Brief:
Among the records below, which lines contain the string "query"? Report them.

Stored items from a collection:
-.-.-
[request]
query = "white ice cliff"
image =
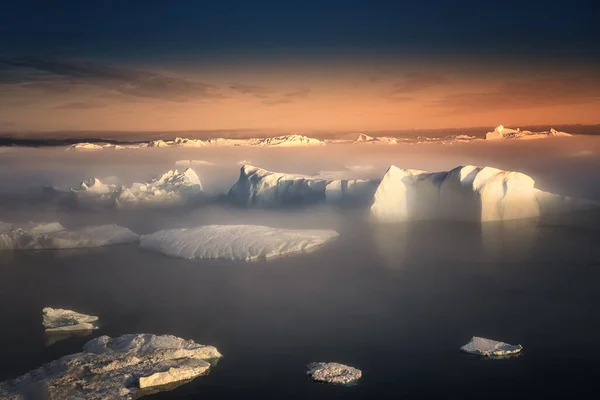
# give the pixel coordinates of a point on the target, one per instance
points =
(234, 242)
(262, 188)
(500, 133)
(466, 193)
(490, 348)
(126, 367)
(55, 236)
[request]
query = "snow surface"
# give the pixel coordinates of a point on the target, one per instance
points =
(262, 188)
(333, 373)
(170, 188)
(119, 368)
(490, 348)
(466, 193)
(234, 242)
(500, 133)
(57, 320)
(55, 236)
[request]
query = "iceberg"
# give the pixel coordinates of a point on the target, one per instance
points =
(500, 133)
(465, 193)
(55, 236)
(490, 348)
(170, 188)
(57, 320)
(234, 242)
(126, 367)
(261, 188)
(332, 372)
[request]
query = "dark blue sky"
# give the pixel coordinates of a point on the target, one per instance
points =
(151, 30)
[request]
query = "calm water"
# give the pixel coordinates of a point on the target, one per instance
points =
(395, 301)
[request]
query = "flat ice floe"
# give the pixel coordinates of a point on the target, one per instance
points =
(465, 193)
(126, 367)
(168, 189)
(235, 242)
(490, 348)
(261, 188)
(333, 373)
(59, 320)
(55, 236)
(501, 133)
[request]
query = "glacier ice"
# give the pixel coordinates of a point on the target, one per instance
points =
(332, 372)
(55, 236)
(490, 348)
(126, 367)
(234, 242)
(171, 188)
(58, 319)
(500, 133)
(465, 193)
(262, 188)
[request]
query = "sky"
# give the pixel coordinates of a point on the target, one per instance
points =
(296, 66)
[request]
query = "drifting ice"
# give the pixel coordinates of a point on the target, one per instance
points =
(55, 236)
(490, 348)
(234, 242)
(333, 373)
(119, 368)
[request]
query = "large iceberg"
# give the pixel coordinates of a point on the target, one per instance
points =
(127, 367)
(500, 133)
(262, 188)
(170, 188)
(234, 242)
(55, 236)
(465, 193)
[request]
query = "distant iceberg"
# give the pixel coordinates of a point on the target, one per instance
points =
(500, 133)
(168, 189)
(465, 193)
(261, 188)
(490, 348)
(55, 236)
(234, 242)
(126, 367)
-.-.-
Solved problem:
query = "white ice cliff"
query = "snow surface"
query = "iceberg"
query = "dark blue sky"
query = "calm water"
query = "flat ice floe"
query = "glacier ice"
query = "sky"
query = "drifting ice"
query = "large iceberg"
query = "distant iceberg"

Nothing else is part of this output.